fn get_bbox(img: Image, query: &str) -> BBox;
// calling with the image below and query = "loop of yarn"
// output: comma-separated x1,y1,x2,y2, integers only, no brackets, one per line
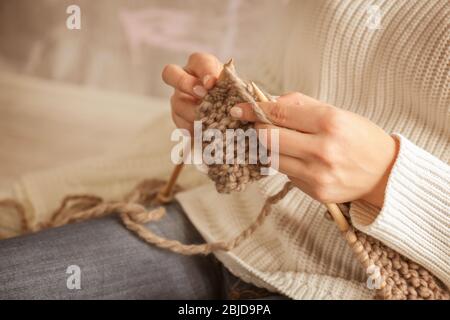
0,179,295,256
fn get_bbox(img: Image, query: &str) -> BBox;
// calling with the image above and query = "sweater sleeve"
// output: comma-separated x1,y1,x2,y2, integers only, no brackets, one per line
349,134,449,288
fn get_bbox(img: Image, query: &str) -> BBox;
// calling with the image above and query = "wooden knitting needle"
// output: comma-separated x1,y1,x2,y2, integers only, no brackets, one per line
156,163,184,204
250,82,350,232
156,138,191,203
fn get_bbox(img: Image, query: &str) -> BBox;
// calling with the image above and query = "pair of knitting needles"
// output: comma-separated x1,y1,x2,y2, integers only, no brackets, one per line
156,82,349,233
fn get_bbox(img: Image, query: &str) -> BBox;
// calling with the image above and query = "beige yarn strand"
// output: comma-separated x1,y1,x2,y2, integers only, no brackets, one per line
0,179,294,256
121,180,294,255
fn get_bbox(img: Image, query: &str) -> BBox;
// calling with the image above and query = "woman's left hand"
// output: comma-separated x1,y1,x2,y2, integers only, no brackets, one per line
230,92,399,208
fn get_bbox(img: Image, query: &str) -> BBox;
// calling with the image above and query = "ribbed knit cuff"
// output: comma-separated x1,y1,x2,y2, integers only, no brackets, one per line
350,134,450,288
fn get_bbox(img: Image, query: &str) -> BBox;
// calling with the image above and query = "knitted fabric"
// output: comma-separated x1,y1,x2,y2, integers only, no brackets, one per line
349,228,448,299
196,60,270,193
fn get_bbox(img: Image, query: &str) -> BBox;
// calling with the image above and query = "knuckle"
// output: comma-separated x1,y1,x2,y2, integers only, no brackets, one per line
320,108,343,133
188,52,208,64
311,186,330,203
312,171,333,188
314,139,336,164
189,52,202,60
176,74,190,91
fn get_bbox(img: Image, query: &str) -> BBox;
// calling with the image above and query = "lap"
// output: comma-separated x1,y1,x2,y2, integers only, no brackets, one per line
0,202,222,299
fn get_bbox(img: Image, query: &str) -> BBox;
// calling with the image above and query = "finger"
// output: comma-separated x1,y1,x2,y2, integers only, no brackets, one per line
174,89,200,104
171,90,199,123
162,64,207,98
277,154,316,184
231,92,328,133
185,52,222,89
255,123,317,159
172,110,194,134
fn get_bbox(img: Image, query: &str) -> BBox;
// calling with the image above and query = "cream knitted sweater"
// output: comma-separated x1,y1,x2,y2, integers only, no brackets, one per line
178,0,450,299
1,0,448,299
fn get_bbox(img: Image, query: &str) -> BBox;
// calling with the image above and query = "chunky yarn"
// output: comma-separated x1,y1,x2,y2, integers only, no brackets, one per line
196,60,271,193
0,61,448,300
345,225,449,300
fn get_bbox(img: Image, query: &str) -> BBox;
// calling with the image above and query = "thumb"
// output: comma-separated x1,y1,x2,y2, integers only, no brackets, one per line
230,101,275,123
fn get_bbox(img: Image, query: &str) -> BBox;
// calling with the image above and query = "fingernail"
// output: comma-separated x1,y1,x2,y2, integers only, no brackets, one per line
202,75,211,87
230,106,243,118
193,85,207,98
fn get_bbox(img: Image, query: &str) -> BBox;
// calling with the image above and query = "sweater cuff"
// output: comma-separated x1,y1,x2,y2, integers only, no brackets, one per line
350,134,450,288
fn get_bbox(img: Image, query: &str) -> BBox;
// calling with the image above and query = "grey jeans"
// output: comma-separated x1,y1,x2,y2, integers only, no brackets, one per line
0,202,285,300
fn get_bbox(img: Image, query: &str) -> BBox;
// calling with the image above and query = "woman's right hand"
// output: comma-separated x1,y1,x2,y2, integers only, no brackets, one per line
162,53,222,134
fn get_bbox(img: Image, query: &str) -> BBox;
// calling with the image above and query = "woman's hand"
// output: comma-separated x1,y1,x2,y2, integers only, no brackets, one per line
162,53,222,134
231,92,399,208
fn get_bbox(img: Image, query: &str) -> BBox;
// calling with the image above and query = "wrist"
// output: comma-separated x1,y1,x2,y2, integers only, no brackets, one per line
362,135,400,208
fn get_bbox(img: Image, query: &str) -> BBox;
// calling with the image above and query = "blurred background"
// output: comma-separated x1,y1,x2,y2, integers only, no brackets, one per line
0,0,287,189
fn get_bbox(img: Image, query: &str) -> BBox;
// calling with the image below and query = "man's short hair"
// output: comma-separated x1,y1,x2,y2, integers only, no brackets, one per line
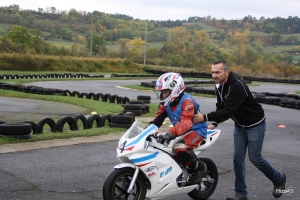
213,60,229,71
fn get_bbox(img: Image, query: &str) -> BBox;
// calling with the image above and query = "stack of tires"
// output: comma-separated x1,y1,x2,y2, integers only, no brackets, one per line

##############################

All lines of the material that contain the string "cuff" are to be copied.

// calling with the image above and query = "ribbed knit cuff"
// calling with the image above and query = "sweater cuff"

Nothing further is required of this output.